* _STATED TASK_: Write down each entry again, exactly as it reads.

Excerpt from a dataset
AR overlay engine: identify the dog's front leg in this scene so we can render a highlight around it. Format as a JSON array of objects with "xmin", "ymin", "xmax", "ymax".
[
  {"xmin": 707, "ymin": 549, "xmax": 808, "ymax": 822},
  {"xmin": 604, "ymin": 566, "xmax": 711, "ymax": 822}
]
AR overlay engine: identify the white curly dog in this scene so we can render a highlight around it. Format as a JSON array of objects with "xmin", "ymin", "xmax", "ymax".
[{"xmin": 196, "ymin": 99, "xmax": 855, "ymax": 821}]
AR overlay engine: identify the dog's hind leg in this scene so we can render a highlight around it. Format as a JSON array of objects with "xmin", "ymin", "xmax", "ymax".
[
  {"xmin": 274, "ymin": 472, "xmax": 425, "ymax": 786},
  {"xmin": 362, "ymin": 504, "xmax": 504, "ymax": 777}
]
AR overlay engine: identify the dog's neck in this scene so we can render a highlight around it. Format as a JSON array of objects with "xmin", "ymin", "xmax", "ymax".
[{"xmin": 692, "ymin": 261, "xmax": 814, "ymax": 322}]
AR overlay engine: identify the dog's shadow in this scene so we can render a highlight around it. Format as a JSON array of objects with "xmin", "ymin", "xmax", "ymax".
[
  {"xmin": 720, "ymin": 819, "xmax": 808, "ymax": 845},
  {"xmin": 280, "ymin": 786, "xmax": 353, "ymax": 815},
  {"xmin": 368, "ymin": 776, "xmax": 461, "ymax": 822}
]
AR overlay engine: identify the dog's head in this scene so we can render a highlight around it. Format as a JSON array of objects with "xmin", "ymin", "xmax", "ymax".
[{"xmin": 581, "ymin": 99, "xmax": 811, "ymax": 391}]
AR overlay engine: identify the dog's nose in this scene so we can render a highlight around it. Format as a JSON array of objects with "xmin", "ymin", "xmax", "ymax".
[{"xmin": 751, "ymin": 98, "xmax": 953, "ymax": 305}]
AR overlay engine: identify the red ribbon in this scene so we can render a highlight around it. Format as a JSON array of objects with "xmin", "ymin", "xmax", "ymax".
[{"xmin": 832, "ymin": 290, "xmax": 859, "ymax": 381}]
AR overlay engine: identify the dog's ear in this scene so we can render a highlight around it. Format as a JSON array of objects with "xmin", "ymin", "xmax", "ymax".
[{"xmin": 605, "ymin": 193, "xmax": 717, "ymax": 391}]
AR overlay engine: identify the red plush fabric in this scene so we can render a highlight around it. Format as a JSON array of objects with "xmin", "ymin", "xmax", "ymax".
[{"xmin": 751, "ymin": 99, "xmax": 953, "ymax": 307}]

* _RESULT FOR THIS TASK_:
AR overlay engine: identify the dog's front leg in this scene so we can render a highlight around it. Format as a JSON array of objects with "xmin", "ymin", "xmax", "ymax".
[
  {"xmin": 707, "ymin": 549, "xmax": 808, "ymax": 822},
  {"xmin": 604, "ymin": 566, "xmax": 711, "ymax": 822}
]
AR overlay engine: identify the white curly dog in this scene so we can render a highlight around it. Format as a JSON array of objects with "xmin", "ymin", "xmax", "ymax".
[{"xmin": 196, "ymin": 99, "xmax": 855, "ymax": 821}]
AR overlay engine: identify the dog's hind leg in this scene so we can render a highlight around it. Format as a JSON array of objects with "xmin", "ymin", "xmax", "ymax".
[
  {"xmin": 274, "ymin": 472, "xmax": 425, "ymax": 786},
  {"xmin": 362, "ymin": 504, "xmax": 504, "ymax": 777}
]
AR overlay engine: identify the dog's neck in this scene so we can render a highlight around it. Format as a JSON array of objects with "xmin", "ymin", "xmax", "ymax".
[{"xmin": 692, "ymin": 261, "xmax": 814, "ymax": 322}]
AR overlay engine: identify the dog's shadow in this scene so we can render a highlight around it. Format as a JSON array of objects with "xmin", "ymin", "xmax", "ymax".
[
  {"xmin": 720, "ymin": 819, "xmax": 808, "ymax": 845},
  {"xmin": 280, "ymin": 786, "xmax": 353, "ymax": 815},
  {"xmin": 368, "ymin": 776, "xmax": 461, "ymax": 822}
]
AR overlay engine: identify the dog's head in this scene so we can render a highlight around it. Format as a JSON array of objects with "xmin", "ymin", "xmax", "ymax".
[{"xmin": 581, "ymin": 99, "xmax": 811, "ymax": 391}]
AR overlay engine: identify the dog's nose in this scene so we can render a highlight around it. Format as a JSON array of objects with "xmin", "ymin", "xmax", "ymax".
[{"xmin": 751, "ymin": 98, "xmax": 953, "ymax": 305}]
AR overlay engine: identify the red ribbon in this scene so we can render a highlight around it. Format as a JSON array of objects with "xmin", "ymin", "xmax", "ymax".
[{"xmin": 832, "ymin": 290, "xmax": 859, "ymax": 381}]
AR overlay engine: identify the dog's ear in this scene so we can render a highlight around it. Format as a JSON array of objects with "xmin", "ymin", "xmax", "ymax".
[{"xmin": 605, "ymin": 193, "xmax": 717, "ymax": 391}]
AR overlay engine: identify the red plush fabric in this scene so we can render a highlight around it. Format as a JSON array of objects with "xmin", "ymin", "xmax", "ymax".
[{"xmin": 751, "ymin": 99, "xmax": 953, "ymax": 307}]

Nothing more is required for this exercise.